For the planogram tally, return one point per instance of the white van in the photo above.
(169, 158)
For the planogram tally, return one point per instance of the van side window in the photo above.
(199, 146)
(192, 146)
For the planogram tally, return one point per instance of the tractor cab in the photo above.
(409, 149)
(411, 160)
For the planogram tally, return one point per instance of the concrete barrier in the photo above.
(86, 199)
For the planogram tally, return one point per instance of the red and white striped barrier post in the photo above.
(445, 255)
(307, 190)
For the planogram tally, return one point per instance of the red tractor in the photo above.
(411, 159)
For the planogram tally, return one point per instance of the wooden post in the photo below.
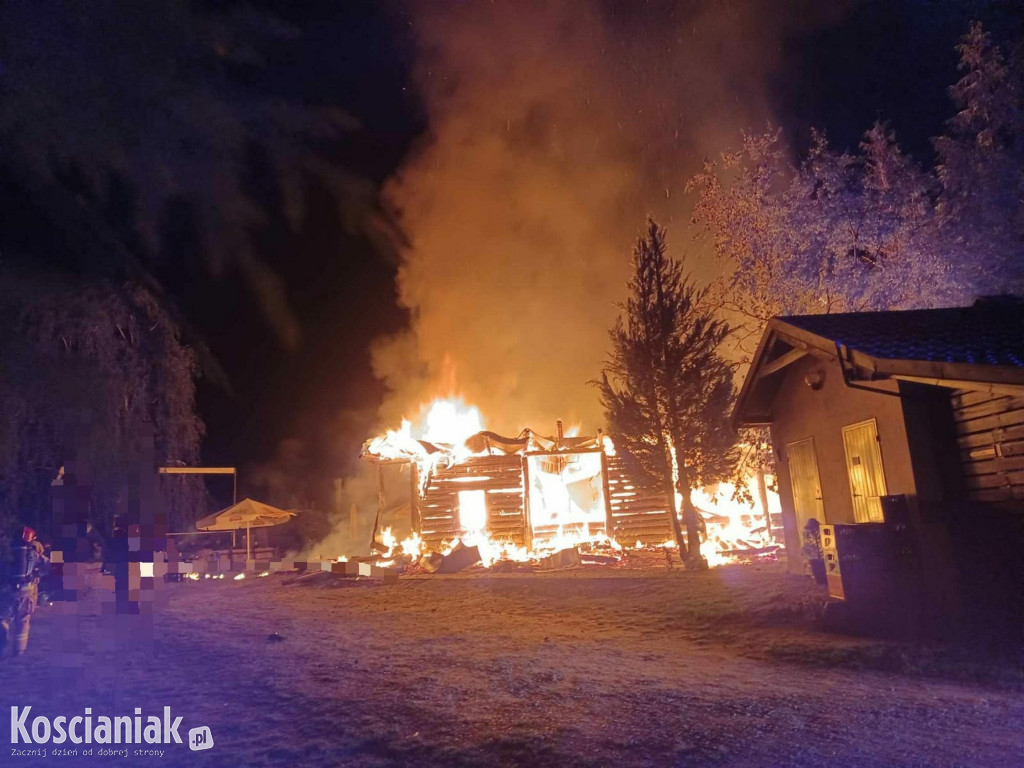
(609, 522)
(527, 534)
(380, 505)
(414, 497)
(763, 496)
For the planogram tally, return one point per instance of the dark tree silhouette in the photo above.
(667, 391)
(87, 367)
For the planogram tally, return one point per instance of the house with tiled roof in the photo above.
(900, 420)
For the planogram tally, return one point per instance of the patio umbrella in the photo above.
(246, 514)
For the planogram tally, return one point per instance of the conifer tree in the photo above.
(667, 391)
━━━━━━━━━━━━━━━━━━━━
- **WHAT YOU SHOULD DO**: Restate exactly the lines running from the line with "roof in the photo above." to the end of the entries above, both ends included.

- **REPLY TO THE TASK**:
For the planogram tally, return one point per instance of the house with tiled roof in the photo above.
(900, 420)
For the planogram tally, return one point per instance of the patio umbrella in the photo above.
(246, 514)
For the planogram tally, return one point per instance of the conifer tree in the photo above.
(667, 391)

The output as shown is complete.